╭─ Extracted entries

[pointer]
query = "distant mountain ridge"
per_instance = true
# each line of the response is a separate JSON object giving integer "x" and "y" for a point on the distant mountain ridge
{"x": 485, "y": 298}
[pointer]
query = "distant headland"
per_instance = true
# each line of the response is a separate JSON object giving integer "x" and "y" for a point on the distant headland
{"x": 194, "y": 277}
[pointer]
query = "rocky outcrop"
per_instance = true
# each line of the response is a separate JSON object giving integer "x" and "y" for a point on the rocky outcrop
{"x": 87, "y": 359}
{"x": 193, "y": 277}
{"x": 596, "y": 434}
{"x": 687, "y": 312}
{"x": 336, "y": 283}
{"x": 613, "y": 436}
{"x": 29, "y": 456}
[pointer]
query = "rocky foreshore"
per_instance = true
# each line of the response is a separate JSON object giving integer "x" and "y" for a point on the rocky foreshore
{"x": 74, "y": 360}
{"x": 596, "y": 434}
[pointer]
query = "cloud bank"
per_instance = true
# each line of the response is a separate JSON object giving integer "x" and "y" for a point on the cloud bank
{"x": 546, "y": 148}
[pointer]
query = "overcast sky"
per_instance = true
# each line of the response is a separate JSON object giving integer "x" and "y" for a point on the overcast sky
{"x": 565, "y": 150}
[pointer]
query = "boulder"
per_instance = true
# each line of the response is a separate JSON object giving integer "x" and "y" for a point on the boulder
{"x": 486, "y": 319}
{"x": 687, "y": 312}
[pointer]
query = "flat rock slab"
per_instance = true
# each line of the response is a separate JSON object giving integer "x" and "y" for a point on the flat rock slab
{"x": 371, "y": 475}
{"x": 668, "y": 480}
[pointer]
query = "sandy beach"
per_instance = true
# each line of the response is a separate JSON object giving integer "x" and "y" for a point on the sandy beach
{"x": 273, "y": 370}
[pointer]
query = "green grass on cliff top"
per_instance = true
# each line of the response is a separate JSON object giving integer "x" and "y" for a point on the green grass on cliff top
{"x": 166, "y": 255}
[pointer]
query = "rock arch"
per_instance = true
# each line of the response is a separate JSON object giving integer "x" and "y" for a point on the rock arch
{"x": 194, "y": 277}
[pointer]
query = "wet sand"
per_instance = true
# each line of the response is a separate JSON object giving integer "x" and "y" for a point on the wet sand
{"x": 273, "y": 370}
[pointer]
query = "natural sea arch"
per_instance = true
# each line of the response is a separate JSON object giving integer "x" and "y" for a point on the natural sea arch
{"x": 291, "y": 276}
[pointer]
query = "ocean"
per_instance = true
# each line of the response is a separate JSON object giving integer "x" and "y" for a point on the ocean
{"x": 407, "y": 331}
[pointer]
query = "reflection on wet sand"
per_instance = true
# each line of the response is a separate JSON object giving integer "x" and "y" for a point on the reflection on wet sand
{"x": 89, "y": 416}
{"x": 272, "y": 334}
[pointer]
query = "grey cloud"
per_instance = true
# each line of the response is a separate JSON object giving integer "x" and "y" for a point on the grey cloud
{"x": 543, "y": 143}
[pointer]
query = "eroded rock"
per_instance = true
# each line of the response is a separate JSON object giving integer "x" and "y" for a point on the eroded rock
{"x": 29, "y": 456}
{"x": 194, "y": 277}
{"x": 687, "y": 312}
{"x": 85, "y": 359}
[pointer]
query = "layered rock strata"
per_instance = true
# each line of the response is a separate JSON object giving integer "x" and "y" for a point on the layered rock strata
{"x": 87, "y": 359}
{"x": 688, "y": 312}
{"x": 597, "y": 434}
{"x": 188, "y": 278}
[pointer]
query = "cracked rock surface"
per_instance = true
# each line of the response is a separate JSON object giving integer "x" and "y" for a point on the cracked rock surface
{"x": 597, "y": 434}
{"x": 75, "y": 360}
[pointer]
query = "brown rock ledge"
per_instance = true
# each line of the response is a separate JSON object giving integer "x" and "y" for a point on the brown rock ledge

╰─

Task prompt
Repeat the entire listing exactly.

Solved exercise
[pointer]
query = "distant mountain ridge"
per_instance = true
# each line of the response is a separate JSON object giving integer "x" and "y" for a point on the distant mountain ridge
{"x": 485, "y": 298}
[pointer]
query = "distant headland"
per_instance = true
# each line of the response is a separate JSON object giving integer "x" and "y" for a point on the distant headland
{"x": 194, "y": 277}
[pointer]
query = "rocky outcrop"
per_instance = true
# each line of the response is a separate JSON object giving integer "x" and "y" for a point on the rocky outcrop
{"x": 87, "y": 359}
{"x": 193, "y": 277}
{"x": 596, "y": 434}
{"x": 687, "y": 312}
{"x": 336, "y": 283}
{"x": 613, "y": 436}
{"x": 29, "y": 456}
[pointer]
query = "rocky foreshore"
per_instance = true
# each line of the response is a separate JSON object giving integer "x" and "y" for a point on the rocky foreshore
{"x": 74, "y": 360}
{"x": 596, "y": 434}
[pointer]
query = "cloud bank"
per_instance = true
# each line of the response is a separate JSON object giving integer "x" and "y" for a point on the cloud bank
{"x": 546, "y": 148}
[pointer]
query = "overcast sky"
per_instance = true
# each line of the response is a separate JSON object giving integer "x" and "y" for a point on the overcast sky
{"x": 565, "y": 150}
[pointer]
query = "boulder"
per_instance = true
# each line of the response is a separate JSON object giving integer "x" and "y" for a point on the boulder
{"x": 486, "y": 319}
{"x": 687, "y": 312}
[pointer]
query = "flat rock slab"
per_instance = true
# each line of the response is a separate JSON object giving integer "x" and "y" for a point on the flat rock slab
{"x": 371, "y": 475}
{"x": 668, "y": 480}
[pointer]
query = "sandy beach"
per_instance = true
# each line of the response is a separate JSON object giving integer "x" and "y" for a point on the sandy beach
{"x": 273, "y": 370}
[pointer]
query = "green grass on cliff top"
per_instance = true
# each line of the response is a separate JSON object giving integer "x" and "y" for a point on the green grass on cliff top
{"x": 166, "y": 255}
[pointer]
query = "rock arch"
per_instance = true
# each line of the response is a separate JSON object giving integer "x" and "y" for a point on the rock arch
{"x": 194, "y": 277}
[pointer]
query = "wet sand"
per_instance = true
# each line of the response is a separate JSON object giving integer "x" and "y" for a point on the wet sand
{"x": 273, "y": 370}
[pointer]
query = "natural sea arch"
per_instance = true
# each line of the response is a separate JSON object giving integer "x" and "y" for a point on the natural sea arch
{"x": 291, "y": 276}
[pointer]
query = "ocean"
per_instance = true
# each line of the response is a separate JSON object giving integer "x" and "y" for a point on the ocean
{"x": 407, "y": 331}
[pointer]
query = "reflection on wet sand"
per_instance = true
# each line of the response is a separate JSON object giving integer "x" and "y" for a point on the reflection on wet sand
{"x": 89, "y": 416}
{"x": 272, "y": 334}
[pointer]
query = "grey cloud"
per_instance = true
# each line of the response is a separate JSON object giving integer "x" and "y" for a point on the grey cloud
{"x": 543, "y": 143}
[pointer]
query = "eroded rock"
per_instance = true
# each line of the response is a separate JSON object giving integer "x" and "y" for a point on the eroded rock
{"x": 29, "y": 456}
{"x": 194, "y": 277}
{"x": 687, "y": 312}
{"x": 85, "y": 359}
[pointer]
query = "layered rock strata"
per_instance = true
# each line of the response is a separate JSON object giving integer "x" and "y" for a point on the layered rock strata
{"x": 87, "y": 359}
{"x": 688, "y": 312}
{"x": 597, "y": 434}
{"x": 188, "y": 278}
[pointer]
query = "cracked rock surface"
per_instance = true
# each line of the response is a separate JSON object giving integer "x" and "y" for a point on the cracked rock surface
{"x": 597, "y": 434}
{"x": 75, "y": 360}
[pointer]
query = "brown rock ledge"
per_instance = true
# each line of the response is a separate JSON object giving integer "x" and "y" for a point on the brown rock ledge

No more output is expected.